Extract:
○ ○ ○ ○

EGU2020-19597
https://doi.org/10.5194/egusphere-egu2020-19597
EGU General Assembly 2020
© Author(s) 2020. This work is distributed under
the Creative Commons Attribution 4.0 License.

Evidence of recent activity in the Camorro Fault (Central Betics, Southern Spain)

Jorge P. Galve, Cristina Reyes-Carmona, Antonio Jabaloy, Patricia Ruano, José Vicente Pérez-Peña, José Miguel Azañón, and Guillermo Booth-Rea
Jorge P. Galve et al.
  • Universidad de Granada, Granada, Spain (jpgalve@gmail.com)

The Camorro Fault is located at the foot of the northern slope of a limestone karstic massif that is called ‘Sierra de Las Chimeneas’, in the central sector of the Betic Cordillera (Southern Spain). The fault shows a well-marked surface expression. It is a 6 km-length strike-slip with extensional component fault that forms part of the Torcal Shear Zone. This fault can be continued 7 km eastward along the foot of northern slope of the ‘Torcal de Antequera’ (Málaga), World Heritage Site since 2016. The Camorro fault plane is well-exposed in some sectors while in others, the fault plane has been either affected by karstification processes or partially covered by talus deposits.

One of the most characteristic geomorphological features of the ‘Sierra de Las Chimeneas’ area is an impressive rock avalanche deposit, covering an area of 2.2 km2 and for which we estimated a volume of 0.48 Hm3. Given the characteristics of the rock avalanche deposit, we consider that it could be triggered by an earthquake on the Camorro Fault. This hypothesis is supported by other investigations that have already referred to quaternary paleoseismicity in this area. Previous archaeological research revealed a period of human occupation in a cave (‘Cueva del Toro’) located in the ‘Torcal de Antequera’ that point out evidences about the occurrence of a cataclysm in the late Copper Age (about 5000 years ago). Other studies have also suggested a possible connection between seismic events and megalith-building near Antequera. Beyond this, an archaeoseismic analysis in the megalithic site of Antequera (also World Heritage Site since 2016) found deformation structures probably linked to oscillations between the megalith orthostats during an earthquake. According to all of mentioned research, the Camorro Fault could be a good candidate to account for such prehistoric earthquake.

○ ○ ○ ○

To-do list:
[1] Write out the passage from the Camorro Fault abstract that begins at the words "The Camorro Fault is" and stops after "by talus deposits.".
[2] List every distinct place name that the Camorro Fault abstract sets in single quotation marks.

Given data:
○ ○ ○ ○

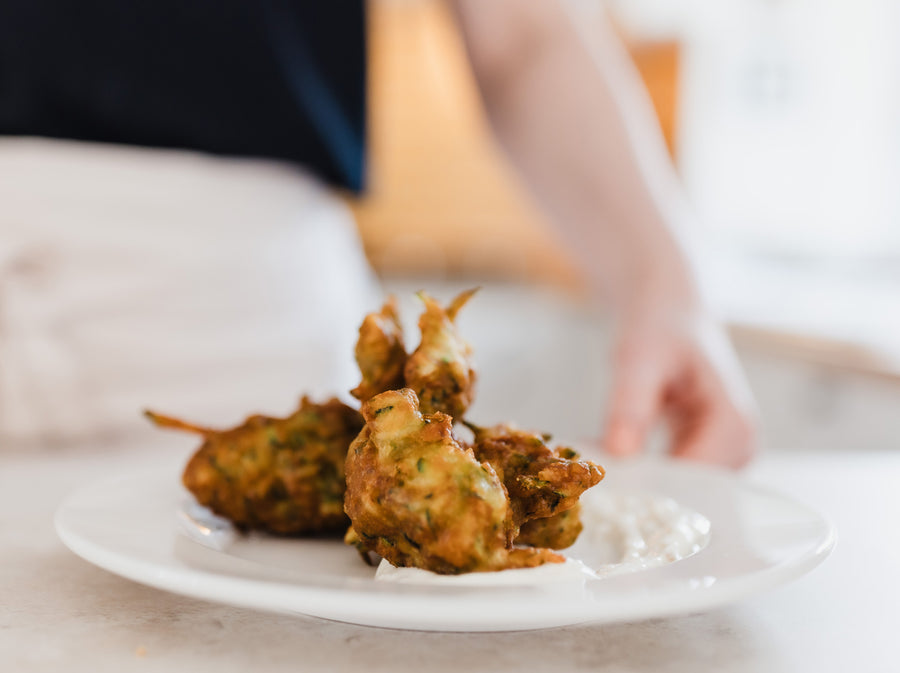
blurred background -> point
(782, 119)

○ ○ ○ ○

Worked answers:
[1]
The Camorro Fault is located at the foot of the northern slope of a limestone karstic massif that is called ‘Sierra de Las Chimeneas’, in the central sector of the Betic Cordillera (Southern Spain). The fault shows a well-marked surface expression. It is a 6 km-length strike-slip with extensional component fault that forms part of the Torcal Shear Zone. This fault can be continued 7 km eastward along the foot of northern slope of the ‘Torcal de Antequera’ (Málaga), World Heritage Site since 2016. The Camorro fault plane is well-exposed in some sectors while in others, the fault plane has been either affected by karstification processes or partially covered by talus deposits.

[2]
- Sierra de Las Chimeneas
- Torcal de Antequera
- Cueva del Toro